# [REQUEST]
Copy the data below line for line, keeping every character the same, and leave out the pictures.

↓↓↓

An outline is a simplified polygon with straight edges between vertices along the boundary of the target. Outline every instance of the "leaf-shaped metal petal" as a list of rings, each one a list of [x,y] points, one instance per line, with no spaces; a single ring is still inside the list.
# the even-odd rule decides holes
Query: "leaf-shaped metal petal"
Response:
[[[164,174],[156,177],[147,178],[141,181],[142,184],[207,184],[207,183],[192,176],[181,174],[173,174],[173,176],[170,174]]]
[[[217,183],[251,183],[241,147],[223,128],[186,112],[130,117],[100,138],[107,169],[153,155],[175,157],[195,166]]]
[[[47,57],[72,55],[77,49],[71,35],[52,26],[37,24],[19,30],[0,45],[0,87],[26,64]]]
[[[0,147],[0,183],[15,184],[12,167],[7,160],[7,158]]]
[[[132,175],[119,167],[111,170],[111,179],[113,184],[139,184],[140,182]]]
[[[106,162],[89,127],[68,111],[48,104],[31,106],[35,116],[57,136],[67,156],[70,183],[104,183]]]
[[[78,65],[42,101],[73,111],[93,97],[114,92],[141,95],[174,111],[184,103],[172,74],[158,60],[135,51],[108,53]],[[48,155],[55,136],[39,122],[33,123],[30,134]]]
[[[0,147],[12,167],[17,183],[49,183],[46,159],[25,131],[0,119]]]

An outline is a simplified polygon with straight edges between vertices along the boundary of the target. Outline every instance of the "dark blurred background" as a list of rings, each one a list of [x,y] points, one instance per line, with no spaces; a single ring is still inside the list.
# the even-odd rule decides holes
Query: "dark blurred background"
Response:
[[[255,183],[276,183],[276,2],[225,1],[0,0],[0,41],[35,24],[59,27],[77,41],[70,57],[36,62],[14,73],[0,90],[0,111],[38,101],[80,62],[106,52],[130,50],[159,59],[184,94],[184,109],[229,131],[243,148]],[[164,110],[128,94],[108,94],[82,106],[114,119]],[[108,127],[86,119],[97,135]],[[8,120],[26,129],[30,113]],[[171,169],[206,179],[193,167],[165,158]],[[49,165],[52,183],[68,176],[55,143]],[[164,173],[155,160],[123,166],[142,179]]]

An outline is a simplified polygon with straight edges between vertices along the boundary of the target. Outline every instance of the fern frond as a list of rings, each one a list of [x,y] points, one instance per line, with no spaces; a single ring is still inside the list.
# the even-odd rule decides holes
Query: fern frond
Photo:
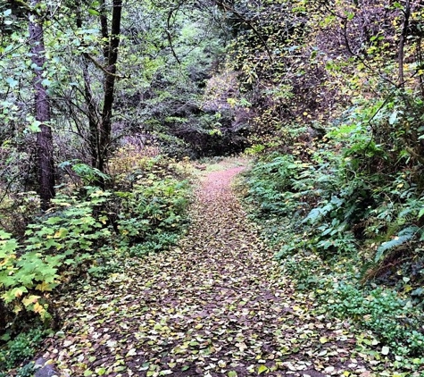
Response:
[[[395,237],[393,239],[387,242],[383,242],[380,245],[380,247],[377,249],[377,254],[376,254],[374,261],[379,262],[384,256],[384,254],[387,250],[391,250],[412,239],[417,234],[420,228],[417,226],[411,226],[411,227],[405,228],[402,230],[398,233],[398,235]]]

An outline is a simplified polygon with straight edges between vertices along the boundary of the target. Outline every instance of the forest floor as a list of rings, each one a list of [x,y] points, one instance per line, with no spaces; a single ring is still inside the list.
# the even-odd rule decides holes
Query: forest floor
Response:
[[[177,247],[63,296],[43,351],[60,376],[378,375],[358,333],[280,276],[231,188],[245,167],[220,166],[202,172]]]

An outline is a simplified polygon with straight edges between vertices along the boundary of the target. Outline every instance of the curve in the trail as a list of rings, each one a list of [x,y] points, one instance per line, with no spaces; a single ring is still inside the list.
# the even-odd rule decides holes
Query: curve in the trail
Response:
[[[230,188],[207,174],[178,247],[63,297],[61,376],[370,376],[344,323],[310,314]]]

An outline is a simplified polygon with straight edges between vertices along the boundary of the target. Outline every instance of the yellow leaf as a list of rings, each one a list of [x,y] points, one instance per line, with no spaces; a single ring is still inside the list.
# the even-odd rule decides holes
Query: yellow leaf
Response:
[[[328,339],[326,337],[320,337],[320,343],[324,344],[327,343]]]
[[[38,314],[41,314],[41,313],[46,311],[46,309],[41,305],[39,305],[37,302],[36,302],[34,304],[34,309],[33,310],[34,310],[35,313],[38,313]]]
[[[54,236],[53,236],[54,239],[62,239],[68,234],[68,230],[64,228],[61,228],[59,230],[57,230],[54,233]]]
[[[268,372],[268,367],[266,365],[260,365],[258,368],[258,374],[263,373],[264,372]]]
[[[52,287],[50,286],[49,283],[43,281],[42,283],[38,284],[36,287],[36,289],[41,290],[42,292],[46,292],[46,290],[48,291],[52,290]]]

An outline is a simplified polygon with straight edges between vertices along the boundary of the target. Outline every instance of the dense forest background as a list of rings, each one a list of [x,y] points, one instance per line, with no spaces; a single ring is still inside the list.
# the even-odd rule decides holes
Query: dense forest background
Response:
[[[3,2],[0,360],[59,325],[74,279],[175,243],[190,161],[243,152],[240,194],[296,288],[424,364],[423,12]]]

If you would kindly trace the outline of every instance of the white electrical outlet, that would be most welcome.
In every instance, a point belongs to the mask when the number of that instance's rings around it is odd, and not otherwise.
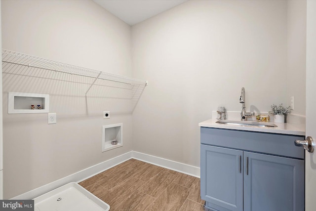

↑↑↑

# [WRITTEN REPLY]
An outline is a simplified polygon with straight edges between vertices along the boundary of the target. Outline every instance of the "leaf-shaped metal petal" as a list of rings, each one a list of [x,y] points, one instance per line, with no spaces; a single ring is still inside the list.
# the even-odd rule decides holes
Query: "leaf-shaped metal petal"
Response:
[[[164,174],[156,177],[147,178],[141,181],[142,184],[207,184],[207,183],[192,176],[181,174],[173,174],[173,176],[170,174]]]
[[[217,183],[251,183],[241,147],[223,128],[186,112],[130,117],[100,138],[107,169],[153,155],[175,157],[195,166]]]
[[[47,57],[72,55],[77,49],[71,35],[52,26],[37,24],[19,30],[0,45],[0,87],[26,64]]]
[[[0,147],[0,183],[15,184],[12,167],[7,160],[7,158]]]
[[[132,175],[119,167],[111,170],[111,179],[113,184],[139,184],[140,182]]]
[[[106,162],[89,127],[68,111],[48,104],[31,106],[35,116],[57,136],[67,156],[70,183],[104,183]]]
[[[78,65],[42,101],[73,111],[93,97],[114,92],[141,95],[174,111],[184,103],[172,74],[158,60],[135,51],[108,53]],[[48,155],[55,136],[39,122],[33,123],[30,134]]]
[[[0,147],[12,167],[17,183],[49,183],[46,159],[25,131],[0,119]]]

An outline is a simplified polygon with straight edges between vertices along the boundary of the target. Outline every instance of the "dark blurred background" as a list of rings, each one a list of [x,y] points, one instance per line, with no spaces; a single ring is still inside the list.
# the even-odd rule decides holes
Query: "dark blurred background"
Response:
[[[255,183],[276,183],[276,2],[225,1],[0,0],[0,41],[35,24],[59,27],[77,41],[70,57],[36,62],[14,73],[0,90],[0,111],[38,101],[80,62],[106,52],[130,50],[159,59],[184,94],[184,109],[229,131],[243,148]],[[164,110],[128,94],[108,94],[82,106],[114,119]],[[108,127],[86,119],[97,135]],[[8,120],[26,129],[30,113]],[[171,169],[206,179],[193,167],[165,158]],[[49,165],[52,183],[68,176],[55,143]],[[164,173],[155,160],[123,166],[142,179]]]

An outline is a simplified polygon with straight edges between vertices along the boundary of the target. Outline every instance of the fern frond as a list of rings, each one a list of [x,y] points, one instance per line, with no spaces; a single ring is still inside the list.
# the even-odd rule decides holes
Query: fern frond
Photo:
Response:
[[[395,237],[393,239],[387,242],[383,242],[380,245],[380,247],[377,249],[377,254],[376,254],[374,261],[379,262],[384,256],[384,254],[387,250],[391,250],[412,239],[417,234],[420,228],[417,226],[411,226],[411,227],[405,228],[402,230],[398,233],[398,235]]]

An outline is a simplified polygon with straight edges between vertices along the boundary of the target. Outline every instance of the forest floor as a list of rings, each one a list of [x,y] points, one instance per line, with no spaces; a single ring is still inside the list.
# the even-odd rule decides holes
Query: forest floor
Response:
[[[177,247],[63,296],[43,351],[60,376],[378,375],[358,333],[280,276],[231,188],[245,167],[220,166],[202,172]]]

An outline is a simplified polygon with straight edges between vertices along the boundary of the target. Outline every instance of the curve in the trail as a list of rings, each one a list of [x,y] points, one instance per line, with no spaces; a single ring is still inside the list.
# the even-odd rule decides holes
Query: curve in the trail
Response:
[[[230,188],[207,174],[178,247],[63,297],[61,376],[370,376],[344,323],[310,314]]]

An outline is a simplified polygon with straight edges between vertices along the boundary of the target. Outline every instance of the yellow leaf as a list of rings, each one a list of [x,y] points, one instance per line, with no spaces; a single ring is still inside the list.
# the even-odd rule decides holes
Query: yellow leaf
Response:
[[[328,339],[326,337],[320,337],[320,343],[324,344],[327,343]]]
[[[38,314],[41,314],[41,313],[46,311],[46,309],[41,305],[39,305],[37,302],[36,302],[34,304],[34,309],[33,310],[34,310],[35,313],[38,313]]]
[[[54,236],[53,236],[54,239],[62,239],[68,234],[68,230],[64,228],[61,228],[59,230],[57,230],[54,233]]]
[[[268,372],[268,367],[266,365],[260,365],[258,368],[258,374],[263,373],[264,372]]]
[[[52,287],[50,286],[49,283],[43,281],[42,283],[38,284],[36,287],[36,289],[41,290],[42,292],[46,292],[46,290],[48,291],[52,290]]]

An outline is a simplified polygon with straight edges between vertices along the boundary of the target. Outline every instance of the dense forest background as a list of rings, each one a list of [x,y] points, one instance per line, with no spaces; a single ring is still inside the list.
# the even-odd rule decides holes
Query: dense forest background
Response:
[[[3,2],[0,360],[59,325],[74,279],[175,243],[190,161],[243,152],[240,194],[296,288],[424,364],[423,12]]]

If you would kindly trace the outline of every instance of the white electrical outlet, that would be most welcome.
In every instance, a point belongs to the mask when the number of that instance's rings around it is odd, and not otherwise.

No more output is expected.